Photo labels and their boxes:
● ● ●

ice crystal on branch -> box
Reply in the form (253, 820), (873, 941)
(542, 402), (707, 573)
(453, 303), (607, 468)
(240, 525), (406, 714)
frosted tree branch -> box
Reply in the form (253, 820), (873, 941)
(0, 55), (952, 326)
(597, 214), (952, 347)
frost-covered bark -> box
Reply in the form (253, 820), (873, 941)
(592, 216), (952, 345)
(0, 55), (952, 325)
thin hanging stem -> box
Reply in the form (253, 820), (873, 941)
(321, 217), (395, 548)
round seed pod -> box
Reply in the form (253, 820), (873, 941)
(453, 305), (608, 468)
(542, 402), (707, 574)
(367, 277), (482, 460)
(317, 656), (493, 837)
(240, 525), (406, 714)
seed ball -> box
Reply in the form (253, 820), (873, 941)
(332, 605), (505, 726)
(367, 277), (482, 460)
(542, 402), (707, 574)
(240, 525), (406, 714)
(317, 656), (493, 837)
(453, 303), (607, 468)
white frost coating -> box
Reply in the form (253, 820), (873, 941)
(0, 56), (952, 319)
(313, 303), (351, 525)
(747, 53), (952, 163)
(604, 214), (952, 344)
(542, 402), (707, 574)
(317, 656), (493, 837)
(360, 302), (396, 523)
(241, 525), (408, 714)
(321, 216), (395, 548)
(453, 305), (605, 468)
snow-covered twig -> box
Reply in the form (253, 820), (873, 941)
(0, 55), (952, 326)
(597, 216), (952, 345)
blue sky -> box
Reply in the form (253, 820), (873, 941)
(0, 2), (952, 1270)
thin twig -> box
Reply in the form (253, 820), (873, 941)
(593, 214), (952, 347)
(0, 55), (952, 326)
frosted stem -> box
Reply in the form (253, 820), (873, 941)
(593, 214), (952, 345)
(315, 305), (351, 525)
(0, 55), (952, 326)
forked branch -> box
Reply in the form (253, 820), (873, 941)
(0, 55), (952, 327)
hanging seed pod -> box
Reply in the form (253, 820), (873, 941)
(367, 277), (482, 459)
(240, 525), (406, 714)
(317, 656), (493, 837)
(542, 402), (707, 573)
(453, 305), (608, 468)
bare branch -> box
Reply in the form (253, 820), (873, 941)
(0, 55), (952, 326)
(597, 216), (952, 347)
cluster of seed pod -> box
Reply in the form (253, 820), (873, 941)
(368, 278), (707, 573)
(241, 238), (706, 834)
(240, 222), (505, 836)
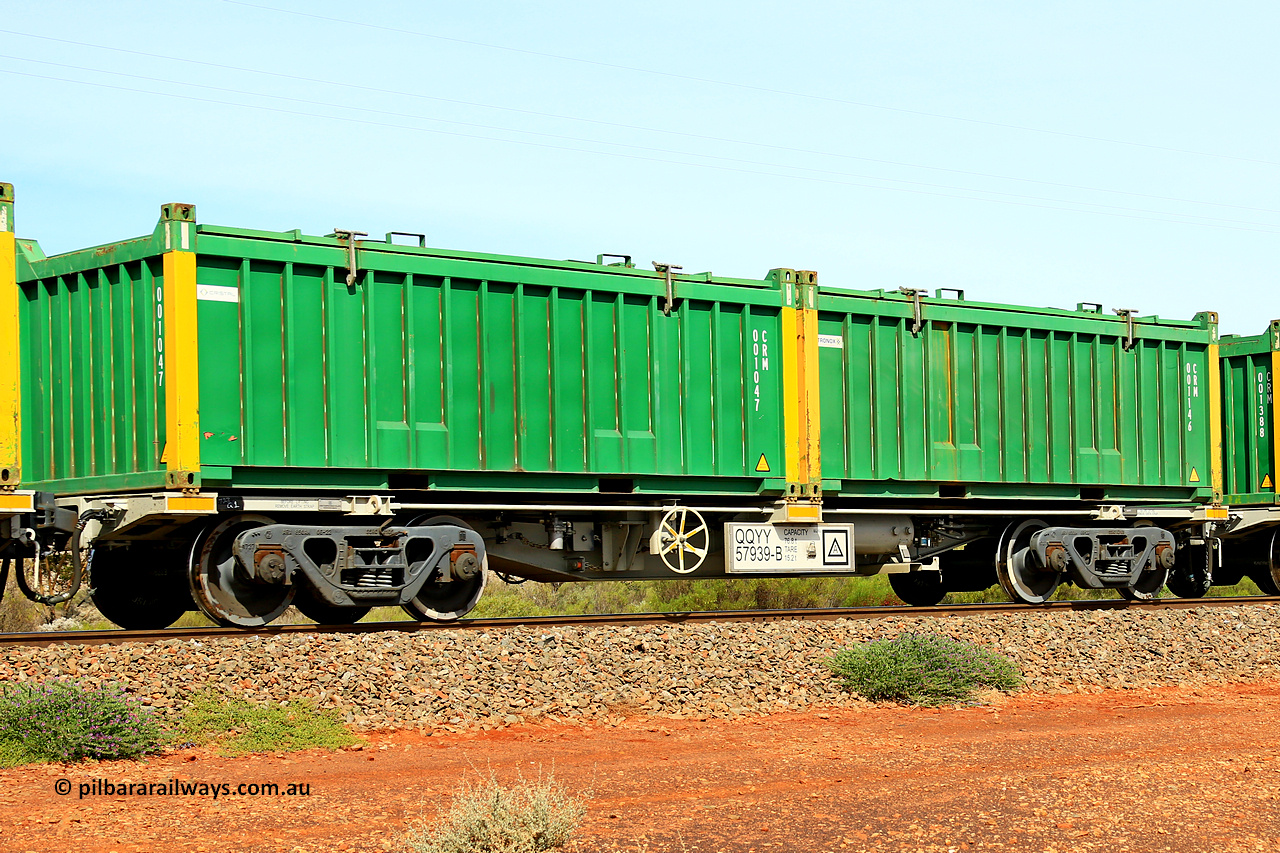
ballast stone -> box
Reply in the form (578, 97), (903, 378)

● ● ●

__Exercise brief__. Rewrite all of the data above as a Markdown table with two columns, "No." for the row number and "Line" for the line itself, skipping any blank lines. Leave the pictures out of the table.

__Exercise solution__.
| No. | Line |
|---|---|
| 1 | ice crystal on branch -> box |
| 2 | Reply in the form (253, 820), (873, 941) |
| 3 | (542, 402), (707, 573) |
| 4 | (453, 303), (607, 468) |
| 5 | (240, 525), (406, 714) |
| 6 | frosted tree branch -> box |
| 7 | Reply in the form (253, 820), (873, 941) |
| 8 | (0, 55), (952, 326) |
| 9 | (597, 214), (952, 347) |
| 10 | frost-covered bark -> box |
| 11 | Reply in the form (253, 820), (873, 941) |
| 12 | (592, 216), (952, 345) |
| 13 | (0, 55), (952, 325) |
| 14 | thin hanging stem -> box |
| 15 | Reply in the form (253, 820), (873, 941) |
| 16 | (321, 217), (395, 548) |
| 17 | round seed pod -> box |
| 18 | Reply in the form (253, 820), (873, 941) |
| 19 | (453, 305), (608, 468) |
| 20 | (542, 402), (707, 574) |
| 21 | (367, 277), (482, 460) |
| 22 | (317, 656), (493, 837) |
| 23 | (240, 525), (406, 714) |
| 24 | seed ball -> box |
| 25 | Reply in the form (253, 820), (873, 941) |
| 26 | (332, 605), (505, 726) |
| 27 | (367, 277), (482, 460) |
| 28 | (542, 402), (707, 574) |
| 29 | (240, 525), (406, 714) |
| 30 | (317, 656), (493, 837) |
| 31 | (453, 303), (607, 468) |
| 32 | white frost coating -> box |
| 33 | Reply in the form (253, 820), (873, 941) |
| 34 | (0, 56), (952, 319) |
| 35 | (313, 303), (351, 525) |
| 36 | (747, 53), (952, 163) |
| 37 | (604, 214), (952, 344) |
| 38 | (542, 402), (707, 574) |
| 39 | (317, 656), (493, 837) |
| 40 | (360, 302), (396, 523) |
| 41 | (241, 525), (408, 714) |
| 42 | (321, 216), (395, 548) |
| 43 | (453, 305), (605, 468) |
| 44 | snow-covered twig -> box |
| 45 | Reply in the form (253, 820), (873, 941) |
| 46 | (0, 55), (952, 326) |
| 47 | (597, 216), (952, 345) |
| 48 | blue sky -> box |
| 49 | Reply in the form (253, 820), (873, 941) |
| 50 | (0, 2), (952, 1270) |
| 51 | thin twig -> box |
| 52 | Reply in the form (253, 820), (873, 941) |
| 53 | (593, 214), (952, 347) |
| 54 | (0, 55), (952, 326) |
| 55 | frosted stem -> box |
| 56 | Reply in the form (253, 820), (873, 941) |
| 57 | (593, 214), (952, 345) |
| 58 | (315, 305), (351, 525) |
| 59 | (0, 55), (952, 326) |
| 60 | forked branch -> box |
| 61 | Reply in the form (253, 820), (873, 941) |
| 62 | (0, 55), (952, 327) |
| 63 | hanging seed pod -> box |
| 64 | Reply in the form (253, 820), (873, 941) |
| 65 | (367, 277), (482, 459) |
| 66 | (240, 525), (406, 714) |
| 67 | (317, 656), (493, 837) |
| 68 | (542, 402), (707, 573) |
| 69 | (453, 305), (608, 468) |
| 70 | bare branch -> box |
| 71 | Reply in the form (253, 820), (873, 941) |
| 72 | (0, 55), (952, 326) |
| 73 | (597, 216), (952, 347) |
| 74 | cluster of seed pod -> box |
| 75 | Reply in the form (253, 820), (873, 941) |
| 76 | (368, 278), (707, 573) |
| 77 | (241, 238), (706, 834) |
| 78 | (240, 222), (505, 836) |
| 79 | ballast stone -> box |
| 80 | Reply in the form (578, 97), (903, 378) |